Search the data for "bucket". Return each matching line.

--- EXTRACTED DATA ---

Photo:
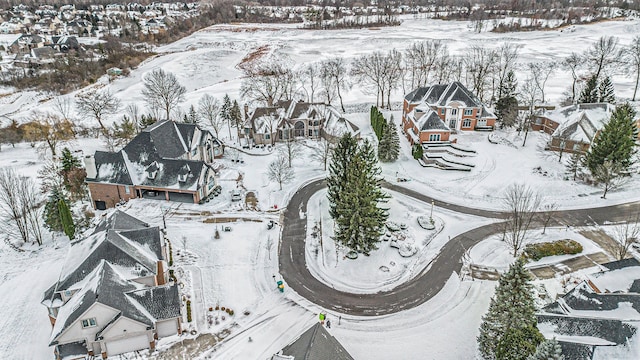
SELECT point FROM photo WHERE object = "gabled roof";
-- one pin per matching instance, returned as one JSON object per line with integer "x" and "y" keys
{"x": 105, "y": 286}
{"x": 161, "y": 302}
{"x": 429, "y": 121}
{"x": 316, "y": 344}
{"x": 133, "y": 251}
{"x": 580, "y": 122}
{"x": 111, "y": 168}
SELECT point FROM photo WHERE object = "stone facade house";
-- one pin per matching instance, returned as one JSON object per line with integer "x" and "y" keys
{"x": 290, "y": 120}
{"x": 166, "y": 161}
{"x": 574, "y": 127}
{"x": 112, "y": 294}
{"x": 433, "y": 113}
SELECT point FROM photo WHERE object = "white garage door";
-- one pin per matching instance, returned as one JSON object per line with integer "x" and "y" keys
{"x": 128, "y": 344}
{"x": 167, "y": 328}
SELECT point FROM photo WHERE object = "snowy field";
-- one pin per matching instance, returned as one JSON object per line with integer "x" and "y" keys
{"x": 236, "y": 270}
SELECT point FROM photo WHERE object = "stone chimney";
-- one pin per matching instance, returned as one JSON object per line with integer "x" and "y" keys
{"x": 90, "y": 165}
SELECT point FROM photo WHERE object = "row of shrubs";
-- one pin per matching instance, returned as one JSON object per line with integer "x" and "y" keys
{"x": 559, "y": 247}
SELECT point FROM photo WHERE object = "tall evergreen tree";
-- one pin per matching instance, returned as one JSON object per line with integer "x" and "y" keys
{"x": 343, "y": 153}
{"x": 389, "y": 146}
{"x": 66, "y": 219}
{"x": 548, "y": 350}
{"x": 507, "y": 105}
{"x": 615, "y": 142}
{"x": 52, "y": 218}
{"x": 68, "y": 160}
{"x": 509, "y": 328}
{"x": 354, "y": 194}
{"x": 574, "y": 165}
{"x": 590, "y": 92}
{"x": 605, "y": 91}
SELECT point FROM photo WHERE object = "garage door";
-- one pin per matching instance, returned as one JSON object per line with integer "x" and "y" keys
{"x": 167, "y": 328}
{"x": 128, "y": 344}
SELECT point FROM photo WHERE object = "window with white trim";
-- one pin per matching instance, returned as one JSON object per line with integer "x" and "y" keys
{"x": 91, "y": 322}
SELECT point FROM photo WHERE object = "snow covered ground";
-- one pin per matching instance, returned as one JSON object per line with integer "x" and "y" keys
{"x": 236, "y": 270}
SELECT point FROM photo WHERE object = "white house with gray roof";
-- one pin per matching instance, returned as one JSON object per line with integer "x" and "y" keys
{"x": 433, "y": 113}
{"x": 112, "y": 295}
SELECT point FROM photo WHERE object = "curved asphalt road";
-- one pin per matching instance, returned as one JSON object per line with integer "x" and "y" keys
{"x": 427, "y": 283}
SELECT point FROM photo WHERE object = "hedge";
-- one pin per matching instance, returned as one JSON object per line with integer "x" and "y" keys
{"x": 559, "y": 247}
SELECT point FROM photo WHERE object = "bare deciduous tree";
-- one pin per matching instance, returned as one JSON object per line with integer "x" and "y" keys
{"x": 268, "y": 81}
{"x": 573, "y": 63}
{"x": 521, "y": 203}
{"x": 480, "y": 64}
{"x": 290, "y": 150}
{"x": 209, "y": 109}
{"x": 625, "y": 235}
{"x": 97, "y": 104}
{"x": 547, "y": 213}
{"x": 379, "y": 70}
{"x": 633, "y": 59}
{"x": 507, "y": 56}
{"x": 311, "y": 77}
{"x": 334, "y": 75}
{"x": 20, "y": 206}
{"x": 602, "y": 55}
{"x": 162, "y": 90}
{"x": 50, "y": 129}
{"x": 540, "y": 72}
{"x": 279, "y": 170}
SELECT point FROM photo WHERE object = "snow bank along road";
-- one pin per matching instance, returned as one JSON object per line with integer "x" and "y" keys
{"x": 428, "y": 282}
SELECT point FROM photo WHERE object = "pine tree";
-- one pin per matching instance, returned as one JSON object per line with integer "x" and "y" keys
{"x": 52, "y": 219}
{"x": 574, "y": 165}
{"x": 225, "y": 109}
{"x": 389, "y": 146}
{"x": 509, "y": 328}
{"x": 615, "y": 142}
{"x": 548, "y": 350}
{"x": 590, "y": 92}
{"x": 192, "y": 116}
{"x": 68, "y": 161}
{"x": 354, "y": 194}
{"x": 605, "y": 91}
{"x": 507, "y": 105}
{"x": 66, "y": 219}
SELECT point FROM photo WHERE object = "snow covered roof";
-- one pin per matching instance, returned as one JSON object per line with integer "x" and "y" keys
{"x": 165, "y": 143}
{"x": 316, "y": 344}
{"x": 106, "y": 286}
{"x": 134, "y": 251}
{"x": 161, "y": 302}
{"x": 580, "y": 122}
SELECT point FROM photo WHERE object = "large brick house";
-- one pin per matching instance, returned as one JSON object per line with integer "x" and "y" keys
{"x": 432, "y": 113}
{"x": 166, "y": 161}
{"x": 112, "y": 295}
{"x": 290, "y": 120}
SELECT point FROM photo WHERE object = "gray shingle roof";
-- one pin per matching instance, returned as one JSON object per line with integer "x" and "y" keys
{"x": 614, "y": 331}
{"x": 106, "y": 286}
{"x": 432, "y": 122}
{"x": 316, "y": 344}
{"x": 162, "y": 302}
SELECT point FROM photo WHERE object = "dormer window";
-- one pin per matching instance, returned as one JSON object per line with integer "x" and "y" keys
{"x": 183, "y": 173}
{"x": 152, "y": 170}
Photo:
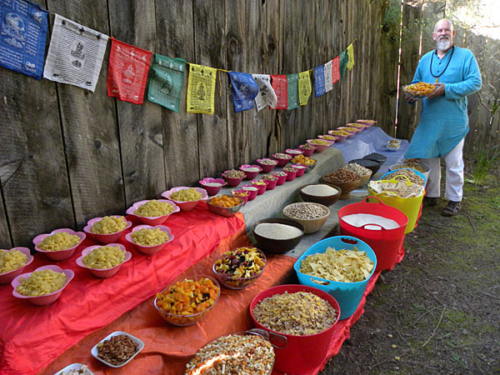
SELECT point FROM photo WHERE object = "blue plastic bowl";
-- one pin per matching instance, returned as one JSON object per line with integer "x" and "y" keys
{"x": 348, "y": 295}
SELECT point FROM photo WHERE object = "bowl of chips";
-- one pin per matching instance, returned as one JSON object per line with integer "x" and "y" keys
{"x": 153, "y": 212}
{"x": 13, "y": 262}
{"x": 239, "y": 268}
{"x": 149, "y": 239}
{"x": 60, "y": 244}
{"x": 43, "y": 286}
{"x": 107, "y": 229}
{"x": 185, "y": 197}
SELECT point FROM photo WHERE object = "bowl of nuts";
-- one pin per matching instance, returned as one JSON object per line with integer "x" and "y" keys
{"x": 117, "y": 349}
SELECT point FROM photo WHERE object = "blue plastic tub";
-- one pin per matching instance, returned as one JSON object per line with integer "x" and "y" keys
{"x": 348, "y": 295}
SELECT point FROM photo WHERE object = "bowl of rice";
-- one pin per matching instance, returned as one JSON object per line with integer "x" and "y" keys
{"x": 13, "y": 262}
{"x": 60, "y": 244}
{"x": 277, "y": 235}
{"x": 149, "y": 239}
{"x": 186, "y": 197}
{"x": 107, "y": 229}
{"x": 104, "y": 261}
{"x": 43, "y": 286}
{"x": 153, "y": 212}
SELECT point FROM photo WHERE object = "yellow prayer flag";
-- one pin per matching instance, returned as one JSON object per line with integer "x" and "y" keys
{"x": 350, "y": 55}
{"x": 201, "y": 89}
{"x": 305, "y": 88}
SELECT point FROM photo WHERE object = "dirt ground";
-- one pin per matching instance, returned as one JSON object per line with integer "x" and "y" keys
{"x": 437, "y": 312}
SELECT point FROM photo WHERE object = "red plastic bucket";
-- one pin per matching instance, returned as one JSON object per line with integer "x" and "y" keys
{"x": 303, "y": 354}
{"x": 386, "y": 243}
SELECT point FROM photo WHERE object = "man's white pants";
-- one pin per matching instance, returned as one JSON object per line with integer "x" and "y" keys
{"x": 454, "y": 174}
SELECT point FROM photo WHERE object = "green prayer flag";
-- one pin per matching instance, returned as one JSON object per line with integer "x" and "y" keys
{"x": 165, "y": 84}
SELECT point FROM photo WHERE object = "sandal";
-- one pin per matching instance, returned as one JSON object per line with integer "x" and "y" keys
{"x": 452, "y": 209}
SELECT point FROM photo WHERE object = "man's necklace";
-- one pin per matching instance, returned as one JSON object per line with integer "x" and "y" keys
{"x": 432, "y": 58}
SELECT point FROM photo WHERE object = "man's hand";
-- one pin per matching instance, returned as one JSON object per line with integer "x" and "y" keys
{"x": 438, "y": 91}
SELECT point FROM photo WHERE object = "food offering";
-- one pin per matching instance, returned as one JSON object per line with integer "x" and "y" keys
{"x": 419, "y": 90}
{"x": 42, "y": 286}
{"x": 13, "y": 262}
{"x": 238, "y": 268}
{"x": 60, "y": 244}
{"x": 187, "y": 302}
{"x": 104, "y": 261}
{"x": 241, "y": 353}
{"x": 118, "y": 349}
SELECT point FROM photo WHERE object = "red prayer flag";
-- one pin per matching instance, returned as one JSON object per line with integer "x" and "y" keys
{"x": 280, "y": 86}
{"x": 335, "y": 70}
{"x": 128, "y": 72}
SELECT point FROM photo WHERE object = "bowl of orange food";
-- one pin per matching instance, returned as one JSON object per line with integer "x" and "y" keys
{"x": 186, "y": 302}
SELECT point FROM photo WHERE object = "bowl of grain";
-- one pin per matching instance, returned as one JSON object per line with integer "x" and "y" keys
{"x": 60, "y": 244}
{"x": 149, "y": 239}
{"x": 153, "y": 212}
{"x": 104, "y": 261}
{"x": 43, "y": 286}
{"x": 277, "y": 235}
{"x": 320, "y": 193}
{"x": 107, "y": 229}
{"x": 312, "y": 216}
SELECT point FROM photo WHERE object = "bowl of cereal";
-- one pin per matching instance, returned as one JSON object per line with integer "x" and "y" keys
{"x": 107, "y": 229}
{"x": 43, "y": 286}
{"x": 153, "y": 212}
{"x": 104, "y": 261}
{"x": 149, "y": 239}
{"x": 13, "y": 262}
{"x": 238, "y": 268}
{"x": 186, "y": 302}
{"x": 185, "y": 197}
{"x": 60, "y": 244}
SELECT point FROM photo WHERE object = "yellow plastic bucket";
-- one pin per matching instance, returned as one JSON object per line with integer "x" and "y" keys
{"x": 410, "y": 206}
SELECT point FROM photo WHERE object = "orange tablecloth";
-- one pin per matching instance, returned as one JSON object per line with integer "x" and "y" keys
{"x": 31, "y": 337}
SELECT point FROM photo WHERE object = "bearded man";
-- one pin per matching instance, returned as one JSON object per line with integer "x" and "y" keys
{"x": 444, "y": 122}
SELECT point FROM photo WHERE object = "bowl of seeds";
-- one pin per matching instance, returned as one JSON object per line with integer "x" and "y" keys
{"x": 312, "y": 216}
{"x": 277, "y": 235}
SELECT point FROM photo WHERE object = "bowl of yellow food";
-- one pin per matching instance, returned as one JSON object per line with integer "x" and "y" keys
{"x": 153, "y": 212}
{"x": 186, "y": 197}
{"x": 60, "y": 244}
{"x": 13, "y": 262}
{"x": 149, "y": 239}
{"x": 107, "y": 229}
{"x": 43, "y": 286}
{"x": 104, "y": 261}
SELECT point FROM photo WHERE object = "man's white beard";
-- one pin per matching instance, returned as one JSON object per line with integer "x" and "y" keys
{"x": 443, "y": 44}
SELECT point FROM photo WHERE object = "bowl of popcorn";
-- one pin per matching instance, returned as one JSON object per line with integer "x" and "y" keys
{"x": 13, "y": 262}
{"x": 149, "y": 239}
{"x": 43, "y": 286}
{"x": 60, "y": 244}
{"x": 185, "y": 197}
{"x": 251, "y": 171}
{"x": 186, "y": 302}
{"x": 239, "y": 268}
{"x": 104, "y": 261}
{"x": 320, "y": 144}
{"x": 153, "y": 212}
{"x": 107, "y": 229}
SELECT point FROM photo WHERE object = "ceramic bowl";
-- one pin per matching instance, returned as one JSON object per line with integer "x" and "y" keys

---

ANSWER BELOW |
SELECT point FROM photo WHERE object = "red plastic bucket";
SELECT point FROM photo WHERE object = "yellow plastic bucket";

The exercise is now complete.